> _Quoted text_:
▼
Esperanto and E*TRADE

Michael Metzger

by Mike Metzger & John Seel

A difference with a distinction
What’s the difference between Esperanto and E*TRADE? Other than the fact that you’ve probably never heard of Esperanto, there is a deeper difference between the two. It’s a difference with a distinction. Esperanto helps only a handful of people, while E*TRADE is part of a revolution that is forming culture in today’s world. If you want to change the world, what drives this distinction is worth understanding.

Ludwik Zamenhof invented Esperanto in 1887 to be a universally used language. “He borrowed Latin roots and laid down strict rules for pronunciation that would make Esperanto easy to learn,” writes Andy Crouch.1 Yet, if it’s so easy to learn, how come only a handful of Internet geeks find it to be helpful? The users of Esperanto mistakenly assumed that ideas are like raindrops – wherever they fall, crops flourish. Studying how the American agriculture system changed the world puts this myth to rest.

Colonial farmers learned early on that rain is necessary but insufficient. Solutions were birthed in university-based departments of agriculture that provided advanced research for growing crops. But these threads of theory had to be stitched into the practices of farmers in the field. This was the job of the Agricultural Experiment Stations. Every county in the US has a weaver called a county agent who stitches sufficient technologies (seeds, methods of plowing, etc.) into the fabric of the farmer’s work. The American agriculture system is why the US became the world’s breadbasket. It changed the world.

The advent of computers and the information revolution has also changed the world. But it all began in the university-based department of Aristotle. He theorized what are called “first principles,” of which the law of non-contradiction is the foremost. Aristotle said that opposite assertions cannot be true at the same time. Gottfried Leibniz wove Aristotle’s thread of theory into everyday life. In 1666, he developed the idea of binary systems, a foundational technology for computing. John Atanasoff, a physics professor at Iowa State College, took binary systems a step further and built a prototype binary computer by 1939. This provided practitioners like David Ewing the sufficient system necessary to change the world. Ewing founded E*TRADE.

But what does this have to do with faith communities seeking to change the world? To be candid, most of our efforts, while noble and necessary, are insufficient.

A few faith communities are acolytes of academics who use words like “worldview” and Weltanschauung. Weltawhaaa? Good stuff, but I call them Esperanto Evangelicals. They assume ideas are like raindrops – wherever they fall, cultures flourish. But fixing systems requires a fabric more than mere threads dangling from academic departments.

Far more faith communities, however, disdain academic ideas as too esoteric and “impractical.” They prefer stitching together peer networks of other churches and organizations. These associations are necessary but insufficient because they see solutions to social problems almost solely in terms of individual voluntary activities – missions of mercy to the poor, the homeless, the addicted. Christian Smith, a sociologist at University of North Carolina at Chapel Hill, notes that, “Worthy as these projects may be, none of them attempt to transform social or cultural systems, but merely to alleviate some of the harm caused by the existing system.”2 Fixing systems requires a fabric stitched together with threads from academia and associations.
▲
> _Aim 1_:
From the Esperanto and E*TRADE essay, write out the passage from "Colonial farmers learned" to "It changed the world.".
> _Aim 2_:
Condense the paragraph of the Esperanto and E*TRADE essay that opens "Colonial farmers learned early on" into a shorter version that keeps its main facts.
> _Aim 3_:
Carry on the Esperanto and E*TRADE essay from the point where it stops.

Items from a dataset
▼
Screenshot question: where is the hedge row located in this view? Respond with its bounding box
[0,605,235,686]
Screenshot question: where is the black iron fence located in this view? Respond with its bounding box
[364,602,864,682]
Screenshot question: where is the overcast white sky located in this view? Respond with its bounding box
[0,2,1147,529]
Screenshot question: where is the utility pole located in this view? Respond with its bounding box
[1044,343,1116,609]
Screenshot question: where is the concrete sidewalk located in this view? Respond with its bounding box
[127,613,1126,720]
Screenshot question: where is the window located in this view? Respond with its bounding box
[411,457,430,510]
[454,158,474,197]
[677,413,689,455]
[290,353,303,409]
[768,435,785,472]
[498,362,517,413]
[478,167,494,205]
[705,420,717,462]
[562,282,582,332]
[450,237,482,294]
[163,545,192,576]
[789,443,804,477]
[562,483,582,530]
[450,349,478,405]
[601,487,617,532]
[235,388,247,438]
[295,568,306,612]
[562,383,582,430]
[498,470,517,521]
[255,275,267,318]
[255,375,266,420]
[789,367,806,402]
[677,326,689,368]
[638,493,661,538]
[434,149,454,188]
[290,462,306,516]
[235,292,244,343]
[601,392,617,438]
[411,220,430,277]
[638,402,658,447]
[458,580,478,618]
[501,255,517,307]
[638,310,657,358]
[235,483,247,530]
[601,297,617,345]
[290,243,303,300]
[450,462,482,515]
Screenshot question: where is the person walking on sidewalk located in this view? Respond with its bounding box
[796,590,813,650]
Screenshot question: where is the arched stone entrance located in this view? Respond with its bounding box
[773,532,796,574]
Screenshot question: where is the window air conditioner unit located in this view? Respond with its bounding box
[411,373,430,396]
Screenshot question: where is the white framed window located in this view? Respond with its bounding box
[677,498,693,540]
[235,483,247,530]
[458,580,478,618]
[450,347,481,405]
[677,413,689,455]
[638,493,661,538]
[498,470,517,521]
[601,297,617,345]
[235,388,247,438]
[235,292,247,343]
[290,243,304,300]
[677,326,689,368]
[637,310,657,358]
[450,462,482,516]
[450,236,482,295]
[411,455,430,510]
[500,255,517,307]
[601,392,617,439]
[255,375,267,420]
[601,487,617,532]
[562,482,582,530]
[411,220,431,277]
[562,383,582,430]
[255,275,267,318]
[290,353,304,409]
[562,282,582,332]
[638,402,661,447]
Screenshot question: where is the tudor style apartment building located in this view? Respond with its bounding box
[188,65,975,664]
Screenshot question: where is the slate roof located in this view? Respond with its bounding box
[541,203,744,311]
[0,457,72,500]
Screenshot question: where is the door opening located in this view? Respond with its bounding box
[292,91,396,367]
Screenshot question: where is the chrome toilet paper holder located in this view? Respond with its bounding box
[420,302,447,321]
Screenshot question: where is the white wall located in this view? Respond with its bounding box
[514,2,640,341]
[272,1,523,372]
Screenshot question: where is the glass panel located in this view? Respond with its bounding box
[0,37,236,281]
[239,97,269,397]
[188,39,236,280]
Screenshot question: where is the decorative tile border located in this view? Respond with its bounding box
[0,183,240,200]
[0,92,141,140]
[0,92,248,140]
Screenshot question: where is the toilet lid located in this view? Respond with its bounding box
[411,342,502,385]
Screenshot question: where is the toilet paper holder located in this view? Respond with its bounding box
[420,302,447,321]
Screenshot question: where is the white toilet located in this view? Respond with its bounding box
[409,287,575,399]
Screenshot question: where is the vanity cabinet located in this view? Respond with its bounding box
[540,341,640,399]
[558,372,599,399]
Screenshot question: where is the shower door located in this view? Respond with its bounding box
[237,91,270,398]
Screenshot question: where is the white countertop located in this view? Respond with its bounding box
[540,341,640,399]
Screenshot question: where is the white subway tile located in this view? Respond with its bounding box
▲
> _Task response 1_:
Colonial farmers learned early on that rain is necessary but insufficient. Solutions were birthed in university-based departments of agriculture that provided advanced research for growing crops. But these threads of theory had to be stitched into the practices of farmers in the field. This was the job of the Agricultural Experiment Stations. Every county in the US has a weaver called a county agent who stitches sufficient technologies (seeds, methods of plowing, etc.) into the fabric of the farmer’s work. The American agriculture system is why the US became the world’s breadbasket. It changed the world.

> _Task response 2_:
Colonial farmers learned that rain was necessary but not enough. University-based agriculture departments did advanced research on growing crops, and Agricultural Experiment Stations turned that theory into farm practice. In every US county, a county agent works technologies such as seeds and plowing methods into farmers' work. This system made the US the world's breadbasket and changed the world.

> _Task response 3_:
This isn’t news to those who know history. Changing a culture requires cross-stitching substance (academics) with systems (networks), according to researchers such as Randall Collins (The Sociology of Philosophies: A Global Theory of Intellectual Change) and Michael Mann (The Sources of Social Power). The 19th century abolition of slavery was the work of the Clapham group and the powerful networks they represented, not just William Wilberforce. Collins writes, “It is the networks which write the plot of this story; and the structure of network competition over the attention space is focused so that the famous idea becomes formulated through the mouths and pens of few individuals.”3 Today’s cultural network, represented by education, art, media, and entertainment, is collectively controlling the conversation. The likelihood of Judeo-Christian ideas once again becoming institutionalized, according to Princeton sociologist Robert Wuthnow, depends on its access to resources, its ability to mobilize capital, its legitimacy (being taken seriously by the leading gatekeepers), and its organizational capability to create structures by which ideas gain societal traction. Otherwise, we only help a handful.

This is a big challenge for faith communities. Many assume if people’s hearts and minds are converted, they will have the right values, they will make the right choices and the culture will change in turn. It explains why they direct their primary efforts to evangelizing individuals and miss the importance of institutions. Culture is not primarily the result of individual choices, but reality-shaping institutions. Please understand; the renewal of the hearts and minds of individuals is not unimportant. But history tells us that it is just not decisively important if the goal is to change the world. Changing the world is not measured by the size of a cultural organization or by the quantity of its output, but by the extent to which a definition of reality is realized in the social world – taken seriously and acted upon by actors in the social world. Being taken seriously means that ideas derived from the Judeo-Christian faith form all spheres of society and fill the headlines, not just the religion section of the paper. Otherwise, we’re Esperanto enthusiasts who help a few but have an existence that is essentially meaningless to the economic, political, and cultural dynamics of our everyday lives. As Jerry Seinfeld used to say, not that there’s anything wrong with that. I just want more. What about you?

________________
1 Andy Crouch, “Christian Esperanto: Why we must learn other cultural tongues,” Christianity Today, April 2003 (vol. 47, no. 4), p. 105.
2 Nancy Pearcey, Total Truth: Liberating Christianity From It’s Cultural Captivity (Wheaton, IL: Crossway, 2004), p. 73.
3 Randall Collins, The Sociology of Philosophies: A Global Theory of Intellectual Change (Cambridge, MA: Harvard University Press, 2000), p. 78.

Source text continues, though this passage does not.